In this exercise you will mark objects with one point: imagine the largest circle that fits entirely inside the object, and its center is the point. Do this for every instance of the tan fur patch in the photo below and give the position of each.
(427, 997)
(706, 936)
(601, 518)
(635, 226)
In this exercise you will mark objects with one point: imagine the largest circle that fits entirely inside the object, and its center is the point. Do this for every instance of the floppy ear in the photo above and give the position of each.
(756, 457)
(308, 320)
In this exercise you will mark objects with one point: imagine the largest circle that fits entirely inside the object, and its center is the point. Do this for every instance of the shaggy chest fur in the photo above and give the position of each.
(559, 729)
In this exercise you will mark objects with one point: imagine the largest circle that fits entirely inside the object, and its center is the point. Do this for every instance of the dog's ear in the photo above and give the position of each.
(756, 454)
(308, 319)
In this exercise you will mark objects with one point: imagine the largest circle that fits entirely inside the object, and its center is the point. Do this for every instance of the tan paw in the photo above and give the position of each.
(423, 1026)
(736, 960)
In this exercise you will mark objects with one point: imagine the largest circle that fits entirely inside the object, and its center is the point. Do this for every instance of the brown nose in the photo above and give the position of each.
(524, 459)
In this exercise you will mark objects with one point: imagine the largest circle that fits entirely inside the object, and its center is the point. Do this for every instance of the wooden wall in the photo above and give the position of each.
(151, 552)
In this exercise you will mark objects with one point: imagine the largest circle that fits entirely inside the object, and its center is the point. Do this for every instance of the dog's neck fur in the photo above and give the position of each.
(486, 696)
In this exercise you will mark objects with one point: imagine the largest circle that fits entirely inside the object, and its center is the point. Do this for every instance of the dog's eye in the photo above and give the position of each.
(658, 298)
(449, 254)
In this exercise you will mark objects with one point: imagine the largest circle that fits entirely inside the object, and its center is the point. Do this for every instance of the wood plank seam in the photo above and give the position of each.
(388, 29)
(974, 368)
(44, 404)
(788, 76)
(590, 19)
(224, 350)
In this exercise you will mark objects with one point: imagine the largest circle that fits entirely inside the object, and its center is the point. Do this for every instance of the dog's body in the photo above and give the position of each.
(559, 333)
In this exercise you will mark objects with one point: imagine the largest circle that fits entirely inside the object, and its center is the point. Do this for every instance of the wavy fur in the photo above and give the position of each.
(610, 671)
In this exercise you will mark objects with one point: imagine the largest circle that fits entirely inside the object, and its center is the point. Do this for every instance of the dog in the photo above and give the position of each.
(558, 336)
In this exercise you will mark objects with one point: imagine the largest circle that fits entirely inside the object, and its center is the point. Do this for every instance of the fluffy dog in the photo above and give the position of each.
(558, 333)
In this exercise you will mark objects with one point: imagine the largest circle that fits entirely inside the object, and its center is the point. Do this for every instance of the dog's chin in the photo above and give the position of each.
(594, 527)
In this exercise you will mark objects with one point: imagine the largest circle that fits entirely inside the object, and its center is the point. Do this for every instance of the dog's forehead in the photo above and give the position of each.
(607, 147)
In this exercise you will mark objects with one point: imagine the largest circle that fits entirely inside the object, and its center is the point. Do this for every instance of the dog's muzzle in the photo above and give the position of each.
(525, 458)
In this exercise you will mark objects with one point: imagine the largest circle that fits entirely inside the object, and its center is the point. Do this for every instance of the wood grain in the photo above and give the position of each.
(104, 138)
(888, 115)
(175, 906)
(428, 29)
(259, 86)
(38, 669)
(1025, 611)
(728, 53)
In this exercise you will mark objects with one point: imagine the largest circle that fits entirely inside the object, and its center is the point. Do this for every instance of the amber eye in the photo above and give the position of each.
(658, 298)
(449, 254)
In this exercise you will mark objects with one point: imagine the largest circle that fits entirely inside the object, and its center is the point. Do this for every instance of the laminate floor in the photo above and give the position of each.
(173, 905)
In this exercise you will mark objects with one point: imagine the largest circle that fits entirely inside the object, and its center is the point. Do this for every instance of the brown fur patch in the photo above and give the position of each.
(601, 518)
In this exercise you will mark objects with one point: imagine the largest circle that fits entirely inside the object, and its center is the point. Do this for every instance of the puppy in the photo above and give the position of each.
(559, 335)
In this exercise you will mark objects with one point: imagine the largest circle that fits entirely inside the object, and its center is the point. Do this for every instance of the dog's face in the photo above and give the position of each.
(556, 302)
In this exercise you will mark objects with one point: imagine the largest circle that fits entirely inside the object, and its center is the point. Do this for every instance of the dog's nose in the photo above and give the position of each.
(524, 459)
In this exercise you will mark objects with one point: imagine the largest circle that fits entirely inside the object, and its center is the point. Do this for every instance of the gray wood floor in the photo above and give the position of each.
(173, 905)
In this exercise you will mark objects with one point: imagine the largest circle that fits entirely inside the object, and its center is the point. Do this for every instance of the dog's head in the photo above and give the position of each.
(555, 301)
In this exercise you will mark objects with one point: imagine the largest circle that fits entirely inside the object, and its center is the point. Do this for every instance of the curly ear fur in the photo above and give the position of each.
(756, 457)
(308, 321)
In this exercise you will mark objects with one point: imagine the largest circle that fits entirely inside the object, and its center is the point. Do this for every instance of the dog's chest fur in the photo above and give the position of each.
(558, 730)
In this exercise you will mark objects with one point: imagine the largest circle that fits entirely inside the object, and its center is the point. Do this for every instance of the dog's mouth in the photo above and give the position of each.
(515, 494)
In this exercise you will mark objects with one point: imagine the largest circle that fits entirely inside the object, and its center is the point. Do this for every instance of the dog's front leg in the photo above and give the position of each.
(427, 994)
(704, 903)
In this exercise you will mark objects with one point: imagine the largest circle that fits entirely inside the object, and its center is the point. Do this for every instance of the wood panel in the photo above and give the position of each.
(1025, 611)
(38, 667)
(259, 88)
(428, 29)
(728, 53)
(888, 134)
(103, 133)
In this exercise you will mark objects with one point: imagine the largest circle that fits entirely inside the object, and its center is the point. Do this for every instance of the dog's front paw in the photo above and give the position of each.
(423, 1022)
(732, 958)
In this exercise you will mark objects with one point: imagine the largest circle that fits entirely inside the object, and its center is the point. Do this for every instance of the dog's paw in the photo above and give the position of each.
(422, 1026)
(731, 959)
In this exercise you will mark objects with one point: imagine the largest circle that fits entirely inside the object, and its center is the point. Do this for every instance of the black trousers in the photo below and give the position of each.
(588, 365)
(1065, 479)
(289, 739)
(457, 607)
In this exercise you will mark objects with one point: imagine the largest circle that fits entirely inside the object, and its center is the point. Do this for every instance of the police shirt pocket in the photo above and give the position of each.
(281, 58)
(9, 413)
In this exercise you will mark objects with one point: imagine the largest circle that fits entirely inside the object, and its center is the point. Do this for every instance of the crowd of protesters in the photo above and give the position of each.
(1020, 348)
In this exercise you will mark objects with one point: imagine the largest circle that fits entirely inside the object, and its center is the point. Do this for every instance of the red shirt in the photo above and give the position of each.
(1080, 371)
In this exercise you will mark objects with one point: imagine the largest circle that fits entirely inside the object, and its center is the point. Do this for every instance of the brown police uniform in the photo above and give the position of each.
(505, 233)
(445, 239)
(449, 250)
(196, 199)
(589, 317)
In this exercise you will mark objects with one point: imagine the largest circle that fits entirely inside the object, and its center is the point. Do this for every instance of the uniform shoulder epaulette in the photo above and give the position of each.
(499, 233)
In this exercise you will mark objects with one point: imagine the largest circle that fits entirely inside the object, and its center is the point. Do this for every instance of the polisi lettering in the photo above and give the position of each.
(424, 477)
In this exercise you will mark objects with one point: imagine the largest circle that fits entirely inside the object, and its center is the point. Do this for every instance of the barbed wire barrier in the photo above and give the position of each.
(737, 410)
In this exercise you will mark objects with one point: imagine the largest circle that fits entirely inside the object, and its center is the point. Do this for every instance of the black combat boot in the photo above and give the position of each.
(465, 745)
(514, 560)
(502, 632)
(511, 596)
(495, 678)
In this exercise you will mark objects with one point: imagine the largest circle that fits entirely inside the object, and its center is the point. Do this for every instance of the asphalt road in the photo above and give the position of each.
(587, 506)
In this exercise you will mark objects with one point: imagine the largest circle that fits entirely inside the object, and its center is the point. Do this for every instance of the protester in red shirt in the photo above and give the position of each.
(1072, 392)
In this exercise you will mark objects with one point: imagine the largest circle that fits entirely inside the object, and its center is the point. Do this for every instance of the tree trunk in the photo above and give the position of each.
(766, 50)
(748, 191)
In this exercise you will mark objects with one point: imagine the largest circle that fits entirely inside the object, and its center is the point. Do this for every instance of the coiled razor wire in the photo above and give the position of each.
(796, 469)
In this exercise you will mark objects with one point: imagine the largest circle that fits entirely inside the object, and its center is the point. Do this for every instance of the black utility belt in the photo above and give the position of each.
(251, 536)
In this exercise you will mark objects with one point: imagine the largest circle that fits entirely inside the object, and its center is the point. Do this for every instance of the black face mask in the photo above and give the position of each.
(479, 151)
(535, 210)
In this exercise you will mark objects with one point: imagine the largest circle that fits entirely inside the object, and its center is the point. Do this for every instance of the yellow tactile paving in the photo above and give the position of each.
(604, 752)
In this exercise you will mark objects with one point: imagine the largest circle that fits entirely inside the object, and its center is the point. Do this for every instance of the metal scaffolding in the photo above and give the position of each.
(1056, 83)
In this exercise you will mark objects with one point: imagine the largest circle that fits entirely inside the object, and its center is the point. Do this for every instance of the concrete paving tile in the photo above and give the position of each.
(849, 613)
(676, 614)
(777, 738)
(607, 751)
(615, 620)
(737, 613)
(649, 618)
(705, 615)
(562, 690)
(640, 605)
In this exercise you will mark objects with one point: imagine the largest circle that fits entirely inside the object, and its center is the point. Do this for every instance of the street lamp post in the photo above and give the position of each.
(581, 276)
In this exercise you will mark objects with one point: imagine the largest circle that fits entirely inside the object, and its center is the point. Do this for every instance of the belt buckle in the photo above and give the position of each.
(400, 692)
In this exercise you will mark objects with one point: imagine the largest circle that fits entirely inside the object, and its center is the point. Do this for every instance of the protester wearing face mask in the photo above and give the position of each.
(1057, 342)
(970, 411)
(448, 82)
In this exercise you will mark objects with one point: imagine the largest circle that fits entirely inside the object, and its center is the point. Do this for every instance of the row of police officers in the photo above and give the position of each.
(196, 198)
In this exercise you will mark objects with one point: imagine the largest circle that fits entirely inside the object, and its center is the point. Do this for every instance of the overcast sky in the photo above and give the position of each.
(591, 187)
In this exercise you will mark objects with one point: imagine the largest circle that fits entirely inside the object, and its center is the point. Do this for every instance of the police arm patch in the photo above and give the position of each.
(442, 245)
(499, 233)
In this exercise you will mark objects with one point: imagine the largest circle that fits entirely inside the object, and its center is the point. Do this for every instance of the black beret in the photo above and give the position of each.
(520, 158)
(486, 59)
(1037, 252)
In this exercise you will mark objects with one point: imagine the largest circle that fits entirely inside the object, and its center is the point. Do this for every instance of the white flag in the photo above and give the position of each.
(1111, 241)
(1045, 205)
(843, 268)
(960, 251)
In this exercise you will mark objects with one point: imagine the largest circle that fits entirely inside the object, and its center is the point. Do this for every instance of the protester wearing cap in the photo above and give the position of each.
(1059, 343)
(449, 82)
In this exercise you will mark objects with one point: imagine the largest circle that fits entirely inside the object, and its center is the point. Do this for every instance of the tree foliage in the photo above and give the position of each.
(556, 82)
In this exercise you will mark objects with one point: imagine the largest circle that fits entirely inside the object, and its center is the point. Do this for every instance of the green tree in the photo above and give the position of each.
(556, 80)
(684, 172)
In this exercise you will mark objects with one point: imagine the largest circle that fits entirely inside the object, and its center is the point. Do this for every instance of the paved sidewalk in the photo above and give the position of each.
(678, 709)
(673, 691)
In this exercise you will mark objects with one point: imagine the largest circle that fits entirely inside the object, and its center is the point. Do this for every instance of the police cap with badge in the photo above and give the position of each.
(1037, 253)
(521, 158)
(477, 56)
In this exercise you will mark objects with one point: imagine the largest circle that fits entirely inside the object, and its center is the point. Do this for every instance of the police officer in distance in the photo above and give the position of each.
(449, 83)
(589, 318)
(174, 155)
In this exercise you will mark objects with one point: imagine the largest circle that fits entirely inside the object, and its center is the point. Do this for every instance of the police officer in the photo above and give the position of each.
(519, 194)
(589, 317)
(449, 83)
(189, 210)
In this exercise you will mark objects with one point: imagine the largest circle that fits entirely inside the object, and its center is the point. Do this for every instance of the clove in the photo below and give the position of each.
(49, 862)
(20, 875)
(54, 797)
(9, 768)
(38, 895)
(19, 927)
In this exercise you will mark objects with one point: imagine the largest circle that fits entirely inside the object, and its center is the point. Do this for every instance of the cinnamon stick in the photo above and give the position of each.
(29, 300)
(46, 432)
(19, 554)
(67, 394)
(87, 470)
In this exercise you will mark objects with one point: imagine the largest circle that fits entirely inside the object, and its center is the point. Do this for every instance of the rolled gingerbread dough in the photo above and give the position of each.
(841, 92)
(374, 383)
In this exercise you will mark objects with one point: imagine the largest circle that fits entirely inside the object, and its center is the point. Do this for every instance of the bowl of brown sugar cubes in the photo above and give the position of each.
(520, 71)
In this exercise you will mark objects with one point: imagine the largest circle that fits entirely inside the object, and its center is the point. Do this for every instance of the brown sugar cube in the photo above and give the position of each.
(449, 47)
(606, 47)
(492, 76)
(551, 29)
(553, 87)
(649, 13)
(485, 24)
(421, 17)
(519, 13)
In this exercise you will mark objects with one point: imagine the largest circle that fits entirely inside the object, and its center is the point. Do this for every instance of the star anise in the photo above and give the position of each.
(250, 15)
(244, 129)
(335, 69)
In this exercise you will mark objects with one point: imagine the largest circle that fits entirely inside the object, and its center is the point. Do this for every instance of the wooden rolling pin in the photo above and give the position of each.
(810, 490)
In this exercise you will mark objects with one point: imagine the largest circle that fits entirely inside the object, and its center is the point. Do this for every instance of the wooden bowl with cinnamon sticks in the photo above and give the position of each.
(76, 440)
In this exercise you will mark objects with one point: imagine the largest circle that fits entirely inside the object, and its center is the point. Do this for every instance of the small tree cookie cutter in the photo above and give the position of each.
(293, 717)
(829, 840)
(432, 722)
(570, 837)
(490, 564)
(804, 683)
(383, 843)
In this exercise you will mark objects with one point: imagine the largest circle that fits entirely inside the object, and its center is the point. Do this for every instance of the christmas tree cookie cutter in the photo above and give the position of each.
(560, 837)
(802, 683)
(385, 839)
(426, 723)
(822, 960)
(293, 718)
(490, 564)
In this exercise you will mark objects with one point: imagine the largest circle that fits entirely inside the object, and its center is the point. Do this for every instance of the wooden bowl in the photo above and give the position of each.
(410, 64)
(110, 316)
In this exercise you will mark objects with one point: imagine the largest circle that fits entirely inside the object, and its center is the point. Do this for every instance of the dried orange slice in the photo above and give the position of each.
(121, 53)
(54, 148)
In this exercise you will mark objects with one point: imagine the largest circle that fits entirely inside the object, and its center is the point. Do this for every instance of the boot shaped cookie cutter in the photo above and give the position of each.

++++++++

■ EXERCISE INSTRUCTIONS ■
Restate word for word every line from the one containing "the wooden rolling" through the final line of the listing. Both end lines belong in the answer.

■ RESPONSE AREA ■
In this exercise you will mark objects with one point: imagine the largest circle that fits entirely inside the object, and its center is the point. Do this for every instance of the wooden rolling pin in the photo above and give the position of each.
(810, 490)
In this exercise you will mark objects with one point: imagine the largest circle that fits entirely inside the object, and its center is the point. Do this for every instance of the wooden bowl with cinnamon sticks in the photo above and give the position of each.
(76, 440)
In this exercise you will mark objects with one point: imagine the largest circle that fits entirely inside the object, and its center is the point. Do this for every instance of the small tree cookie cutter in the photo above and give the position of each.
(293, 717)
(829, 840)
(432, 722)
(570, 837)
(490, 564)
(804, 683)
(383, 843)
In this exercise you will mark objects with one point: imagine the largest circle that fits entirely inside the object, and its center is the point. Do this for every instance of the christmas tree cookie cutter in the photo above and give the position of each.
(560, 837)
(802, 683)
(385, 839)
(426, 723)
(822, 960)
(293, 718)
(490, 564)
In this exercise you will mark objects with one point: imagine the largest circle that fits entirely inside the object, and its center is the point. Do this for every instance of the wooden bowl in the photo above and give the position of each.
(410, 64)
(110, 316)
In this exercise you will mark objects with one point: imagine the largest circle that fits entirely inside the object, and its center is the point. Do this for every instance of the dried orange slice in the photo above and give the position of each.
(121, 53)
(54, 148)
In this exercise you will mark objects with one point: imagine the largest circle that fits entirely inside the object, and its center is the point. Do this for every instance of the boot shaped cookie cutter in the photo above and give the position of each.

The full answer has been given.